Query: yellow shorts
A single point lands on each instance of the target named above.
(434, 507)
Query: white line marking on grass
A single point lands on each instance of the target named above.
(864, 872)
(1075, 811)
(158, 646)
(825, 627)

- - -

Return every line above exactly as it stands.

Query: yellow shorts
A single point lands on each instance of the target named above.
(434, 507)
Query: white line marking on grass
A single point lands on each instance of the target named above.
(864, 872)
(1075, 811)
(158, 646)
(825, 627)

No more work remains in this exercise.